**YOUR GOAL**: Set out the lines from the start of the records through the line that contains "positive clicks: (227, 112) (660, 133)" as a numbered list, skipping any blank lines.

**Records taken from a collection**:
****************
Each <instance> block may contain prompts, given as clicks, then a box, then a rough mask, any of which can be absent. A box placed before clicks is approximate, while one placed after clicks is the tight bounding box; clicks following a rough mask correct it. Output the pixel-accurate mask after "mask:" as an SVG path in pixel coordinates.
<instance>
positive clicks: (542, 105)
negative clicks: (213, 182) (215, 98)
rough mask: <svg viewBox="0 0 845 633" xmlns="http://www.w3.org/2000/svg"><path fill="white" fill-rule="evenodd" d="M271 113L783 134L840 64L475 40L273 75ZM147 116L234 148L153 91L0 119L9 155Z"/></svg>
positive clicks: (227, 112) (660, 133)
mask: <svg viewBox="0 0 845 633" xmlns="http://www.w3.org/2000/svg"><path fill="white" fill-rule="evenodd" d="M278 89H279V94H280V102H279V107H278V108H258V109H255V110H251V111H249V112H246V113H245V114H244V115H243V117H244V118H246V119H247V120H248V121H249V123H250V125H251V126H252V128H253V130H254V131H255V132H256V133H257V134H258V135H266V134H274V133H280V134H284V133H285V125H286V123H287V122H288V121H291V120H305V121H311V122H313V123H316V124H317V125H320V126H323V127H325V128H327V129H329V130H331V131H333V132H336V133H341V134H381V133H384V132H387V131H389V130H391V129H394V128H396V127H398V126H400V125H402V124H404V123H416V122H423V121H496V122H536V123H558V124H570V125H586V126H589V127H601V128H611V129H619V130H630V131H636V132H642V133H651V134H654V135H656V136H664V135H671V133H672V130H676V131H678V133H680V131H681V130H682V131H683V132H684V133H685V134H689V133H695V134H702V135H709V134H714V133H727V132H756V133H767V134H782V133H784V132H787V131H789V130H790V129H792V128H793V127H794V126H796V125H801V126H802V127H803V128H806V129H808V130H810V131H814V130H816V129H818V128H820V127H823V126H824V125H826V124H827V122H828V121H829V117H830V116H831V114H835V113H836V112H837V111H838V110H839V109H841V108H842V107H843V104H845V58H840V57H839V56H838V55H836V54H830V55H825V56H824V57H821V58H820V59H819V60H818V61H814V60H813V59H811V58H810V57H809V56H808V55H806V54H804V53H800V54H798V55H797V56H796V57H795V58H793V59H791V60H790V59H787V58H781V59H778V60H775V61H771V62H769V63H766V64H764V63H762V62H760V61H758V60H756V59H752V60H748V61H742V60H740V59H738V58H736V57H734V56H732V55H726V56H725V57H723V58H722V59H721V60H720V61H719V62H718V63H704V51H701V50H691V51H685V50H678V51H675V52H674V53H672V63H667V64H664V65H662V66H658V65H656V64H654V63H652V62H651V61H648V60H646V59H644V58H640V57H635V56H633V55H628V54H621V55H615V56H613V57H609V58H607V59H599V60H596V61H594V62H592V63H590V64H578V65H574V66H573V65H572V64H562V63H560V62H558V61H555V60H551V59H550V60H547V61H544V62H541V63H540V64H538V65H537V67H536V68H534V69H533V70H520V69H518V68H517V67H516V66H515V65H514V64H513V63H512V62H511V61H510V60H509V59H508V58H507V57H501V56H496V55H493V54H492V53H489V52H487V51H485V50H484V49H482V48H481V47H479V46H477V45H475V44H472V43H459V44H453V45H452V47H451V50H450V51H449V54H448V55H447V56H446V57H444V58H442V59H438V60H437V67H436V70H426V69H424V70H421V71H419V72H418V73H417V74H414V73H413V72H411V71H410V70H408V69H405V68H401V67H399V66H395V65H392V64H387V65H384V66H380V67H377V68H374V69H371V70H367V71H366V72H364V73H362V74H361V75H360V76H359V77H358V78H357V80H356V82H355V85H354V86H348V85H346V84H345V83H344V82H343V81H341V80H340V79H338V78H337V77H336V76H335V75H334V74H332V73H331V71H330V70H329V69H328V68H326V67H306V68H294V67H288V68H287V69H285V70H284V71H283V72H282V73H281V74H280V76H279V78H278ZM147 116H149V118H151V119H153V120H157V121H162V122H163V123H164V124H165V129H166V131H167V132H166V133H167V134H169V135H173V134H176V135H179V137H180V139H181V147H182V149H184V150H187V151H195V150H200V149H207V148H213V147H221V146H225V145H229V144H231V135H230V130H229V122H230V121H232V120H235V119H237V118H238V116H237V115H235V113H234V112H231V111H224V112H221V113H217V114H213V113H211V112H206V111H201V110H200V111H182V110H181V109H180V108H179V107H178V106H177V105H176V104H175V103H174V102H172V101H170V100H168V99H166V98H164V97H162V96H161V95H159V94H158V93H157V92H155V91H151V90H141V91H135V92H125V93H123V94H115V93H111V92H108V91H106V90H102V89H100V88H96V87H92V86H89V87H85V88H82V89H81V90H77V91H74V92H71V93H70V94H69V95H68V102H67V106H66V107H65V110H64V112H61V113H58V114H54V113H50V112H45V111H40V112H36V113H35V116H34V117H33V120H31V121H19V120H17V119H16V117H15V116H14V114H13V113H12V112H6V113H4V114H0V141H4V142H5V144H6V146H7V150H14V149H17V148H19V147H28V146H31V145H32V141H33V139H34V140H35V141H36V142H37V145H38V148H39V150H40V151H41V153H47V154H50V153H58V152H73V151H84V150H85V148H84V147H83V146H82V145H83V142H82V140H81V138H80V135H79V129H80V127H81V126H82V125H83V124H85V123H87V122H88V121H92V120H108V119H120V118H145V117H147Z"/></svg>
****************
**ANSWER TO THIS PROBLEM**:
1. Each <instance> block may contain prompts, given as clicks, then a box, then a rough mask, any of which can be absent. A box placed before clicks is approximate, while one placed after clicks is the tight bounding box; clicks following a rough mask correct it. Output the pixel-accurate mask after "mask:" as an SVG path in pixel coordinates.
2. <instance>
3. positive clicks: (542, 105)
4. negative clicks: (213, 182) (215, 98)
5. rough mask: <svg viewBox="0 0 845 633" xmlns="http://www.w3.org/2000/svg"><path fill="white" fill-rule="evenodd" d="M271 113L783 134L840 64L475 40L273 75ZM147 116L234 148L153 91L0 119L9 155Z"/></svg>
6. positive clicks: (227, 112) (660, 133)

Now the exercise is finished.